* _YOUR ASSIGNMENT_:
Your task is to transcribe, word for word, the line containing "and find steep" and all lines that follow it to the end of the entries. Leave out the pictures.

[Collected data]
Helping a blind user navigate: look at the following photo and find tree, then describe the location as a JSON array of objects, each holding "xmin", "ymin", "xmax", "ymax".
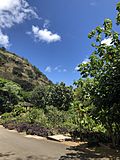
[
  {"xmin": 73, "ymin": 78, "xmax": 104, "ymax": 134},
  {"xmin": 46, "ymin": 82, "xmax": 73, "ymax": 111},
  {"xmin": 30, "ymin": 85, "xmax": 47, "ymax": 109},
  {"xmin": 78, "ymin": 2, "xmax": 120, "ymax": 147},
  {"xmin": 30, "ymin": 82, "xmax": 73, "ymax": 111},
  {"xmin": 0, "ymin": 78, "xmax": 22, "ymax": 113}
]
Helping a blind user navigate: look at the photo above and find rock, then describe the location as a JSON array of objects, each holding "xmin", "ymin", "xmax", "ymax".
[{"xmin": 47, "ymin": 134, "xmax": 71, "ymax": 142}]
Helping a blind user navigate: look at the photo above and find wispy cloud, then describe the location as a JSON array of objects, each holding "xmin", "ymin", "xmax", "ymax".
[
  {"xmin": 82, "ymin": 58, "xmax": 89, "ymax": 64},
  {"xmin": 74, "ymin": 65, "xmax": 79, "ymax": 71},
  {"xmin": 90, "ymin": 1, "xmax": 96, "ymax": 6},
  {"xmin": 0, "ymin": 0, "xmax": 38, "ymax": 47},
  {"xmin": 54, "ymin": 65, "xmax": 61, "ymax": 71},
  {"xmin": 74, "ymin": 59, "xmax": 89, "ymax": 72},
  {"xmin": 63, "ymin": 69, "xmax": 67, "ymax": 72},
  {"xmin": 43, "ymin": 19, "xmax": 50, "ymax": 29},
  {"xmin": 45, "ymin": 65, "xmax": 67, "ymax": 73},
  {"xmin": 45, "ymin": 66, "xmax": 52, "ymax": 73},
  {"xmin": 31, "ymin": 25, "xmax": 61, "ymax": 43},
  {"xmin": 54, "ymin": 66, "xmax": 67, "ymax": 72},
  {"xmin": 101, "ymin": 37, "xmax": 112, "ymax": 46},
  {"xmin": 0, "ymin": 30, "xmax": 10, "ymax": 48}
]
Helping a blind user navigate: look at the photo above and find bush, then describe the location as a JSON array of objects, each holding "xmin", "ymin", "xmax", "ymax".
[
  {"xmin": 12, "ymin": 67, "xmax": 23, "ymax": 77},
  {"xmin": 45, "ymin": 106, "xmax": 67, "ymax": 129},
  {"xmin": 26, "ymin": 108, "xmax": 48, "ymax": 126},
  {"xmin": 12, "ymin": 104, "xmax": 26, "ymax": 116},
  {"xmin": 2, "ymin": 121, "xmax": 52, "ymax": 137},
  {"xmin": 16, "ymin": 122, "xmax": 30, "ymax": 132},
  {"xmin": 26, "ymin": 124, "xmax": 51, "ymax": 137},
  {"xmin": 30, "ymin": 85, "xmax": 47, "ymax": 109},
  {"xmin": 3, "ymin": 122, "xmax": 16, "ymax": 130},
  {"xmin": 1, "ymin": 112, "xmax": 15, "ymax": 123},
  {"xmin": 26, "ymin": 69, "xmax": 35, "ymax": 79},
  {"xmin": 46, "ymin": 83, "xmax": 73, "ymax": 111},
  {"xmin": 0, "ymin": 78, "xmax": 22, "ymax": 113},
  {"xmin": 14, "ymin": 79, "xmax": 34, "ymax": 91}
]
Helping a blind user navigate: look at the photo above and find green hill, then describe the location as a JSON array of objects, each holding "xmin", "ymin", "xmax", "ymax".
[{"xmin": 0, "ymin": 48, "xmax": 52, "ymax": 91}]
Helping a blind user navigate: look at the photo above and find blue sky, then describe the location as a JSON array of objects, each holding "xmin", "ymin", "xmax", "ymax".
[{"xmin": 0, "ymin": 0, "xmax": 119, "ymax": 85}]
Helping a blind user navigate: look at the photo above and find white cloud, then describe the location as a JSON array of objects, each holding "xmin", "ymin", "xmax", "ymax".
[
  {"xmin": 82, "ymin": 58, "xmax": 89, "ymax": 64},
  {"xmin": 90, "ymin": 2, "xmax": 96, "ymax": 6},
  {"xmin": 74, "ymin": 59, "xmax": 89, "ymax": 71},
  {"xmin": 75, "ymin": 65, "xmax": 79, "ymax": 71},
  {"xmin": 45, "ymin": 66, "xmax": 52, "ymax": 73},
  {"xmin": 0, "ymin": 30, "xmax": 10, "ymax": 48},
  {"xmin": 54, "ymin": 66, "xmax": 59, "ymax": 71},
  {"xmin": 101, "ymin": 37, "xmax": 112, "ymax": 46},
  {"xmin": 31, "ymin": 25, "xmax": 61, "ymax": 43},
  {"xmin": 54, "ymin": 65, "xmax": 61, "ymax": 71},
  {"xmin": 43, "ymin": 19, "xmax": 50, "ymax": 28},
  {"xmin": 58, "ymin": 69, "xmax": 62, "ymax": 72},
  {"xmin": 63, "ymin": 69, "xmax": 67, "ymax": 72},
  {"xmin": 0, "ymin": 0, "xmax": 38, "ymax": 47},
  {"xmin": 0, "ymin": 0, "xmax": 38, "ymax": 29},
  {"xmin": 54, "ymin": 66, "xmax": 67, "ymax": 72},
  {"xmin": 45, "ymin": 65, "xmax": 66, "ymax": 73}
]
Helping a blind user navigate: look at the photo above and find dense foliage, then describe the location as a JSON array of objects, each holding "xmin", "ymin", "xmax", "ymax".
[
  {"xmin": 0, "ymin": 78, "xmax": 22, "ymax": 113},
  {"xmin": 0, "ymin": 2, "xmax": 120, "ymax": 149},
  {"xmin": 0, "ymin": 48, "xmax": 51, "ymax": 91},
  {"xmin": 78, "ymin": 2, "xmax": 120, "ymax": 147},
  {"xmin": 46, "ymin": 82, "xmax": 73, "ymax": 111},
  {"xmin": 31, "ymin": 82, "xmax": 73, "ymax": 111}
]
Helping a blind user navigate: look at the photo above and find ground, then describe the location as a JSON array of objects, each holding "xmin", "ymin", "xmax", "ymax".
[
  {"xmin": 0, "ymin": 126, "xmax": 120, "ymax": 160},
  {"xmin": 0, "ymin": 125, "xmax": 66, "ymax": 160}
]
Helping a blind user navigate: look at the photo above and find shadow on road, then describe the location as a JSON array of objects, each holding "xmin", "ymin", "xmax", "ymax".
[
  {"xmin": 59, "ymin": 143, "xmax": 120, "ymax": 160},
  {"xmin": 16, "ymin": 155, "xmax": 56, "ymax": 160},
  {"xmin": 1, "ymin": 144, "xmax": 120, "ymax": 160},
  {"xmin": 0, "ymin": 152, "xmax": 15, "ymax": 158},
  {"xmin": 0, "ymin": 153, "xmax": 56, "ymax": 160}
]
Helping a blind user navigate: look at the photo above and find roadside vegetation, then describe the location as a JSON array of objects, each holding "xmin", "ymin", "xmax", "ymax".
[{"xmin": 0, "ymin": 2, "xmax": 120, "ymax": 150}]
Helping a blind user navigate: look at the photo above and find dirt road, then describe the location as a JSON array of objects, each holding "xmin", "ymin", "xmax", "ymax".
[{"xmin": 0, "ymin": 126, "xmax": 67, "ymax": 160}]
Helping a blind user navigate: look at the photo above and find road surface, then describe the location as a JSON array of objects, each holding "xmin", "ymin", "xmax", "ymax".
[{"xmin": 0, "ymin": 126, "xmax": 67, "ymax": 160}]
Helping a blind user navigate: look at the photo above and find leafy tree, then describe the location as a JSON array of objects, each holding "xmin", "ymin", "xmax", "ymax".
[
  {"xmin": 30, "ymin": 85, "xmax": 47, "ymax": 109},
  {"xmin": 78, "ymin": 2, "xmax": 120, "ymax": 147},
  {"xmin": 46, "ymin": 82, "xmax": 73, "ymax": 111},
  {"xmin": 73, "ymin": 78, "xmax": 104, "ymax": 133},
  {"xmin": 0, "ymin": 78, "xmax": 22, "ymax": 113},
  {"xmin": 27, "ymin": 108, "xmax": 47, "ymax": 124},
  {"xmin": 45, "ymin": 105, "xmax": 66, "ymax": 128},
  {"xmin": 31, "ymin": 82, "xmax": 73, "ymax": 111}
]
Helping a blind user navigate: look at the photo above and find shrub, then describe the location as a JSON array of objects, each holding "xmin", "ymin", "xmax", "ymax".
[
  {"xmin": 45, "ymin": 106, "xmax": 67, "ymax": 129},
  {"xmin": 26, "ymin": 108, "xmax": 48, "ymax": 126},
  {"xmin": 26, "ymin": 69, "xmax": 35, "ymax": 79},
  {"xmin": 14, "ymin": 79, "xmax": 34, "ymax": 91},
  {"xmin": 12, "ymin": 67, "xmax": 23, "ymax": 77},
  {"xmin": 30, "ymin": 85, "xmax": 47, "ymax": 109},
  {"xmin": 46, "ymin": 83, "xmax": 73, "ymax": 111},
  {"xmin": 12, "ymin": 103, "xmax": 26, "ymax": 116},
  {"xmin": 1, "ymin": 112, "xmax": 14, "ymax": 123}
]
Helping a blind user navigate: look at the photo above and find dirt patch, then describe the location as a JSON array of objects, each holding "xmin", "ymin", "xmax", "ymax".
[
  {"xmin": 61, "ymin": 141, "xmax": 87, "ymax": 146},
  {"xmin": 59, "ymin": 143, "xmax": 120, "ymax": 160}
]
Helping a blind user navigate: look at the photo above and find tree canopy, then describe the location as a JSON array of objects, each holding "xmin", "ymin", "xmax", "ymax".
[
  {"xmin": 77, "ymin": 2, "xmax": 120, "ymax": 147},
  {"xmin": 0, "ymin": 78, "xmax": 22, "ymax": 113}
]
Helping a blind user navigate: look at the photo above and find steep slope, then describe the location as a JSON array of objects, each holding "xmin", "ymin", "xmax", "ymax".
[{"xmin": 0, "ymin": 48, "xmax": 52, "ymax": 91}]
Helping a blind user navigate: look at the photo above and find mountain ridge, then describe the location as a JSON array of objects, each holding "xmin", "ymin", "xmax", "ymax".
[{"xmin": 0, "ymin": 48, "xmax": 52, "ymax": 91}]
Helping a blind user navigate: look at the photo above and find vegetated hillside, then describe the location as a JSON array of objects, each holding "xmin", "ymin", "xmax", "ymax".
[{"xmin": 0, "ymin": 48, "xmax": 52, "ymax": 91}]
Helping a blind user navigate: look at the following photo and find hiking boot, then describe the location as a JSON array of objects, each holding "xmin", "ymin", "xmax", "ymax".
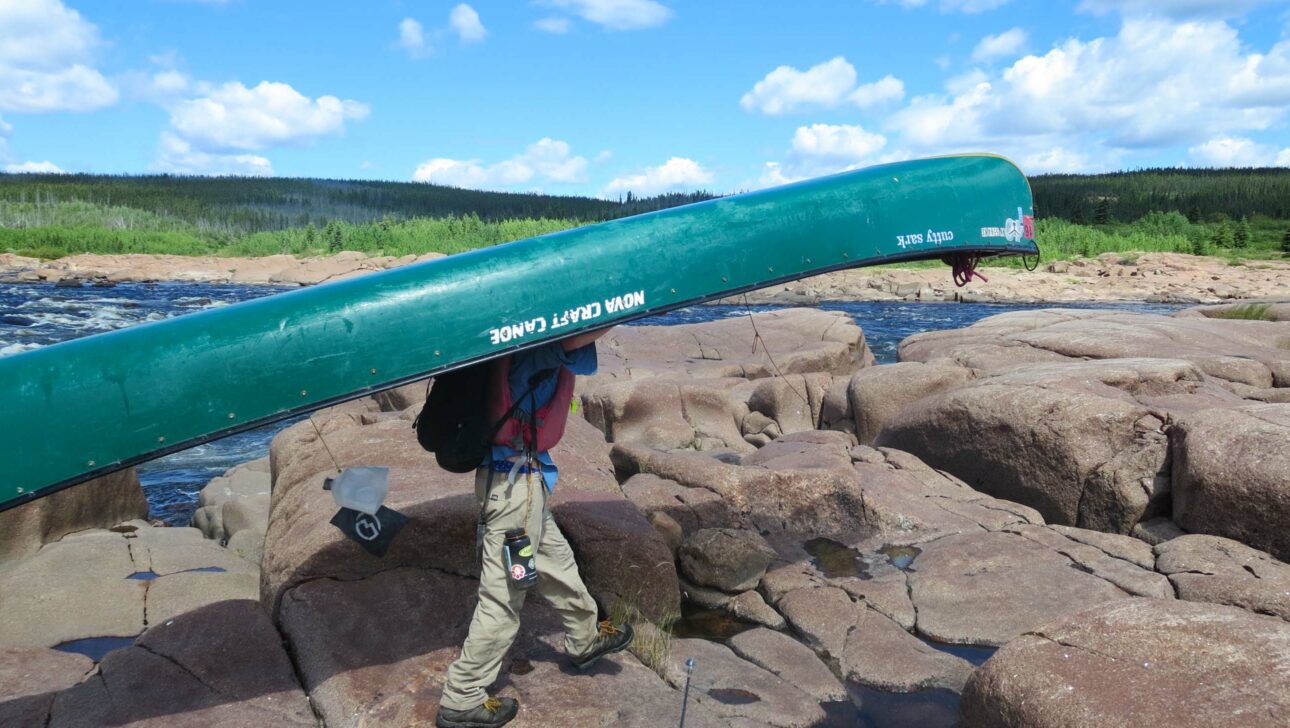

* _SOLUTION TO THIS EXERCISE_:
Helping a blind user navigate: look at the photo above and find steep slope, then describe the location as a JSON array of objects, each holding "xmin", "ymin", "xmax", "ymax".
[{"xmin": 0, "ymin": 48, "xmax": 52, "ymax": 91}]
Helping a blind user navigate: look at the photo above and find mountain ridge, then describe the location as a JSON array of objects, each holding "xmin", "ymin", "xmax", "ymax".
[{"xmin": 0, "ymin": 48, "xmax": 52, "ymax": 91}]
Helping a blind user navigate: look at the photo above and find vegetated hillside, then describe the location as a JSON array of objects, each holding "xmin", "ymin", "xmax", "ymax".
[{"xmin": 0, "ymin": 48, "xmax": 52, "ymax": 91}]
Helping a blind user navigate: look at the following photo and find hiking boot, then describe the location as a JSON array of objects, each holding "xmin", "ymin", "xmax", "ymax".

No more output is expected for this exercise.